**TASK TO CARRY OUT:** Count the lines in the records below that contain the word "mountain", and give only that number.

(DATA IN THIS EXERCISE Opens)

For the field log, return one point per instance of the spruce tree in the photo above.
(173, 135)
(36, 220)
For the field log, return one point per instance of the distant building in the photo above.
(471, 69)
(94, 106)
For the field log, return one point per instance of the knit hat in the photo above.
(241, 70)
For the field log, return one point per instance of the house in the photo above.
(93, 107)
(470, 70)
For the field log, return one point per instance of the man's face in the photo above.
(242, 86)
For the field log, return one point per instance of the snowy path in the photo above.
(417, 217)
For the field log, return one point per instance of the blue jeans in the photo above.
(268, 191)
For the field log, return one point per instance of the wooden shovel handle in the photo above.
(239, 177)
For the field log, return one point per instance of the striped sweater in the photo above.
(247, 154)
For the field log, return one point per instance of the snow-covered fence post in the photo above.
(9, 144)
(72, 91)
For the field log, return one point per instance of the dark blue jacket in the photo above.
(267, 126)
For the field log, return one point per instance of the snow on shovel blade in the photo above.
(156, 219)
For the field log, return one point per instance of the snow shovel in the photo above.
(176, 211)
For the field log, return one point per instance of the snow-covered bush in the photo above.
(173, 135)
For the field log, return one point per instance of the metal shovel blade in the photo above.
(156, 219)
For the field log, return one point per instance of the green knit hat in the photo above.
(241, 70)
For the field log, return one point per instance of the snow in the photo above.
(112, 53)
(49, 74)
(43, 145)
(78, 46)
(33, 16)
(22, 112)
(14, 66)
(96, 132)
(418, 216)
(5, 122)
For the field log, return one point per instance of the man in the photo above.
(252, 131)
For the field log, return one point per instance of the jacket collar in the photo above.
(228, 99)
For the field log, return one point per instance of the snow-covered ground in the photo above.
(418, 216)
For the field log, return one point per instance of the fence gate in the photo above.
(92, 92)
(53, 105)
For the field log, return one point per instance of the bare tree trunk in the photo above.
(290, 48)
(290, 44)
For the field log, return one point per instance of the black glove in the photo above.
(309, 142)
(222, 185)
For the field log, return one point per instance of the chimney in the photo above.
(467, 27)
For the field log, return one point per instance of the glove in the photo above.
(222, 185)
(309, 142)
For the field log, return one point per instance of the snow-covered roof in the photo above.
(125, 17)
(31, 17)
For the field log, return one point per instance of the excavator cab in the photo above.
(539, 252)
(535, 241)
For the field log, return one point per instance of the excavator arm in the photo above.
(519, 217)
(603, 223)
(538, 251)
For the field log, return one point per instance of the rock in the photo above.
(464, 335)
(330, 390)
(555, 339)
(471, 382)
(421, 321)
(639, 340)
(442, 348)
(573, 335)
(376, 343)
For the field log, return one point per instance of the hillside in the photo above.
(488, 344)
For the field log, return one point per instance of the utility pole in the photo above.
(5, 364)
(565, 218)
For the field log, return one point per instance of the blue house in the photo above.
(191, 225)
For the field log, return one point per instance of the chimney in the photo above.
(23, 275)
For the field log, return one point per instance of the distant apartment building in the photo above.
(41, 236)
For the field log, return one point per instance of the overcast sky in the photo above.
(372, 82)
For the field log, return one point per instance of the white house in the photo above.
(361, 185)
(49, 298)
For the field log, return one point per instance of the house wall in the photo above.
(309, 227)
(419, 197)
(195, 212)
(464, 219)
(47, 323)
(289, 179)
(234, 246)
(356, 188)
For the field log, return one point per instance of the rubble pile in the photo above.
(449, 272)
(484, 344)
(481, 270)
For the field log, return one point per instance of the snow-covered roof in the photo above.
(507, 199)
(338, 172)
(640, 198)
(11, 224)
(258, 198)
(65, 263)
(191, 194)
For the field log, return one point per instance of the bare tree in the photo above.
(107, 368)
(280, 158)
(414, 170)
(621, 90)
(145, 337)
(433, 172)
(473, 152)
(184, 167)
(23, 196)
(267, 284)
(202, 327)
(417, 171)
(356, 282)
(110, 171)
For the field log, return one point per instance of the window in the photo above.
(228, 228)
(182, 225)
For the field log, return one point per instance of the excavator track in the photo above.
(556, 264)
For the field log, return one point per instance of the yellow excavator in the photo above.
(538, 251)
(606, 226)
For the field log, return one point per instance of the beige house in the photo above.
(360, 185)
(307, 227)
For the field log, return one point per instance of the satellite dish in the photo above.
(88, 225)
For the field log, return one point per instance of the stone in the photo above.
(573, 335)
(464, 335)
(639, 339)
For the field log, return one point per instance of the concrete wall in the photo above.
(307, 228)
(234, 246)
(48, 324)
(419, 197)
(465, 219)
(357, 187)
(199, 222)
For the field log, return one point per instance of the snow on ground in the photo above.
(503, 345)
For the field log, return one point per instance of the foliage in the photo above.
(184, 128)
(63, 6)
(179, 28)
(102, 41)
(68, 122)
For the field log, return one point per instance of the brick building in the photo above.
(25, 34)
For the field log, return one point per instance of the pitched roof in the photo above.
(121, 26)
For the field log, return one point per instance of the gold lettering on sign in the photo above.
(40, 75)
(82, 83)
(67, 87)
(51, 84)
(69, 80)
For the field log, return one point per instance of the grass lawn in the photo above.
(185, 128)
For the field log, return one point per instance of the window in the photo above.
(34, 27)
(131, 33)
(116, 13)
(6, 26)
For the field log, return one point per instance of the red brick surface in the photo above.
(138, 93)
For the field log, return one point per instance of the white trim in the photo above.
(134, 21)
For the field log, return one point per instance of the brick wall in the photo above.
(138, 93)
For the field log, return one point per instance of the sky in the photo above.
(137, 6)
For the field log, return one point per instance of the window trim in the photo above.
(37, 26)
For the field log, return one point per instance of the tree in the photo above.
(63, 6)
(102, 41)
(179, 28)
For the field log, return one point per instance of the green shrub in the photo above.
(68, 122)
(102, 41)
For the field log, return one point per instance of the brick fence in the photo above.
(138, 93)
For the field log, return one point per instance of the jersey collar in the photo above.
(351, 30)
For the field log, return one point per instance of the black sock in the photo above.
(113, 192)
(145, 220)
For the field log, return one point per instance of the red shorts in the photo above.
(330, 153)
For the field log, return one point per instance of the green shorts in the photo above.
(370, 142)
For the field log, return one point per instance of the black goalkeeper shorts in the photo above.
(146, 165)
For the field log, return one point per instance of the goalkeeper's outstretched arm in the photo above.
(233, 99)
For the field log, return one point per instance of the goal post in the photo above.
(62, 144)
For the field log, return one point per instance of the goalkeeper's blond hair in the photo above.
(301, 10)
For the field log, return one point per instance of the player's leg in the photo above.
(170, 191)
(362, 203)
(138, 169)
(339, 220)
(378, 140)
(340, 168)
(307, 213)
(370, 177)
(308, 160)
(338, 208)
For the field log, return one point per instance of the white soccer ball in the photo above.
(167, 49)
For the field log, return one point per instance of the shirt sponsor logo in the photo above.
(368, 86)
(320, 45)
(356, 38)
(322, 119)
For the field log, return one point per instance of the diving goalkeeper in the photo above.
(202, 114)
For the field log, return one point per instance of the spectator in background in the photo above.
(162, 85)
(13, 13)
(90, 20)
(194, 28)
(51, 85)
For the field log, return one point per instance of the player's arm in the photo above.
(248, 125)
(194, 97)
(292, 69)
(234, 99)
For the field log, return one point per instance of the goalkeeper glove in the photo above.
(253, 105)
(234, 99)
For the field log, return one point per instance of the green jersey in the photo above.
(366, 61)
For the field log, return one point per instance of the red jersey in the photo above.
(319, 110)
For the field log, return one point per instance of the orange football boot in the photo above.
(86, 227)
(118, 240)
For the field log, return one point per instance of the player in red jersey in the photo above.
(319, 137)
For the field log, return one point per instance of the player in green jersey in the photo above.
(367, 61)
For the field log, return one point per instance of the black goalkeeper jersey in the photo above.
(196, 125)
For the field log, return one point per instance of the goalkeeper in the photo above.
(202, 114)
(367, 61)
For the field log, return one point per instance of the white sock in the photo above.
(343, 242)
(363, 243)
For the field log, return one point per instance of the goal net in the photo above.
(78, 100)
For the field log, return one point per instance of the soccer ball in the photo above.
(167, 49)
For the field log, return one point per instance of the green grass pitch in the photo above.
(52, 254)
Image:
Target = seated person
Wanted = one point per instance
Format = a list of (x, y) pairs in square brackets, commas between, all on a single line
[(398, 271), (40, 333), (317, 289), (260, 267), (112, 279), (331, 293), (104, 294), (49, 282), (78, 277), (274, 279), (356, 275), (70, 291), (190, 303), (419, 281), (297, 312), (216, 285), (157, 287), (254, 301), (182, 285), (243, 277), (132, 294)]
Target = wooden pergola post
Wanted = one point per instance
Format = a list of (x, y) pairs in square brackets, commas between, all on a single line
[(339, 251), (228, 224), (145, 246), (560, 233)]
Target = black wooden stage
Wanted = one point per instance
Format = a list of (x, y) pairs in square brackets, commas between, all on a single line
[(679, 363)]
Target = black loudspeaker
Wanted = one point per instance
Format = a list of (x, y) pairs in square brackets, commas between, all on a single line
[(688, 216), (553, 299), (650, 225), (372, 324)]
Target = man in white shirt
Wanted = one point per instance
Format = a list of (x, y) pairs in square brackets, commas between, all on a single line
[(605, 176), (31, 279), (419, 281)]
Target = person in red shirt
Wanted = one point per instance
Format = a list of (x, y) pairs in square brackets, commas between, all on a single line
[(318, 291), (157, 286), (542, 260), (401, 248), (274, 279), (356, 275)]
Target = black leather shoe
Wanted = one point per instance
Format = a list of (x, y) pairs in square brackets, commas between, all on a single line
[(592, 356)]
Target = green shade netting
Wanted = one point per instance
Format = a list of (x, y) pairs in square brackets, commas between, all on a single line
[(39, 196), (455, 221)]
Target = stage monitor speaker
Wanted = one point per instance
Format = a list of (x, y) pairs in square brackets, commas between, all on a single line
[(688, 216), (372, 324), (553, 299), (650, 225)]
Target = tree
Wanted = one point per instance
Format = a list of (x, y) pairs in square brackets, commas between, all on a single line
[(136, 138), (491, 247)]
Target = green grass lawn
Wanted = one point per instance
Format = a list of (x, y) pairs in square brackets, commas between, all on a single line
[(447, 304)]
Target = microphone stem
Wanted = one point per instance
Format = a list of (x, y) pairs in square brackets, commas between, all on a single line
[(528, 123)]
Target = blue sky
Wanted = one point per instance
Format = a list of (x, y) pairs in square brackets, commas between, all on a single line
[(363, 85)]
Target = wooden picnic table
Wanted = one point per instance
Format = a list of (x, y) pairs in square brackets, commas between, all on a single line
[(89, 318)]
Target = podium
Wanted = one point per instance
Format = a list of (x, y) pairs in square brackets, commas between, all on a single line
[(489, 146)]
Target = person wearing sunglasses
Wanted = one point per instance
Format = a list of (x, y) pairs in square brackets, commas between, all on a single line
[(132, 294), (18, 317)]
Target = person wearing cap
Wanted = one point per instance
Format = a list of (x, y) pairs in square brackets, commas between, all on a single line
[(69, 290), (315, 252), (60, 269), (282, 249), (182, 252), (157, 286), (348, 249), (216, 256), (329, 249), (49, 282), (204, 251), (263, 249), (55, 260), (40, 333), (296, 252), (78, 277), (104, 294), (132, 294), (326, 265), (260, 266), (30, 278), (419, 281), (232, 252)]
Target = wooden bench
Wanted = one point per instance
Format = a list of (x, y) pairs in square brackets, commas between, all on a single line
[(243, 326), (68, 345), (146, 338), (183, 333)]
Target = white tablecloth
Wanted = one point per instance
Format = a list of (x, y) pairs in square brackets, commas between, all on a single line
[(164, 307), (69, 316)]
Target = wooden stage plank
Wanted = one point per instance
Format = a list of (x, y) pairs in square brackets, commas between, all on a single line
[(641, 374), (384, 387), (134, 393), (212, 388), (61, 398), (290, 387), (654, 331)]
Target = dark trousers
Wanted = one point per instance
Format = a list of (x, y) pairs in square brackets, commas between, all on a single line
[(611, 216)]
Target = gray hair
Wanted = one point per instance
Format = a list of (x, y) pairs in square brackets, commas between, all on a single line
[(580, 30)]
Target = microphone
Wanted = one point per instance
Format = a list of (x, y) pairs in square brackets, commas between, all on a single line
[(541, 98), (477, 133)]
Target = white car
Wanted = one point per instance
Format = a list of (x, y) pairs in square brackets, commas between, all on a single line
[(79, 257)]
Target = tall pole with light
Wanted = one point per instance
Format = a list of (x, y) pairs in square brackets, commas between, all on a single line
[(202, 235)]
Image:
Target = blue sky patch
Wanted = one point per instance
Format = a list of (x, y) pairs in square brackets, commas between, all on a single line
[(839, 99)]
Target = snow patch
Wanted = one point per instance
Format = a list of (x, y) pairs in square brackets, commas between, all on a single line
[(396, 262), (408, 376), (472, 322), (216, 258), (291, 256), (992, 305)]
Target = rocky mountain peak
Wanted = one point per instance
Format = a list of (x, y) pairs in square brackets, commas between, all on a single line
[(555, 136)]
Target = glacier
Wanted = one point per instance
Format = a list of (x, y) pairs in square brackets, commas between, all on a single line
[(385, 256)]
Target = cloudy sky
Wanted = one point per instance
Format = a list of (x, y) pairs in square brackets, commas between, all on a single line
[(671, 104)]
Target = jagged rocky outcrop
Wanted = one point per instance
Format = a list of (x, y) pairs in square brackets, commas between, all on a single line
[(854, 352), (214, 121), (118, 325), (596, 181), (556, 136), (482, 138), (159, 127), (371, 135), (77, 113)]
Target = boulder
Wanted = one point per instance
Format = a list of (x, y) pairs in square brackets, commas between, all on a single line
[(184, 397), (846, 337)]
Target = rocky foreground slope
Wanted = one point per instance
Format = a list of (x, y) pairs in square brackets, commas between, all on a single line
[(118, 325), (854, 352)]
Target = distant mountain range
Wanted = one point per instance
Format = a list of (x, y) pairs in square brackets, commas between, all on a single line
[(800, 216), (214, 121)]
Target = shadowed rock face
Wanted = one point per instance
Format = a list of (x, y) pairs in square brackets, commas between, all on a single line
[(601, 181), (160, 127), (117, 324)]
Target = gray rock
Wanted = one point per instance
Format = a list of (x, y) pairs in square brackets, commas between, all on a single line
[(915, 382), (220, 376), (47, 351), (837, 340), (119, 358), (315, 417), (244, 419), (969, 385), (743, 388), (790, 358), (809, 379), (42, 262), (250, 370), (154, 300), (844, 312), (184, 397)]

(DATA IN THIS EXERCISE Closes)

**RESULT BELOW:** 2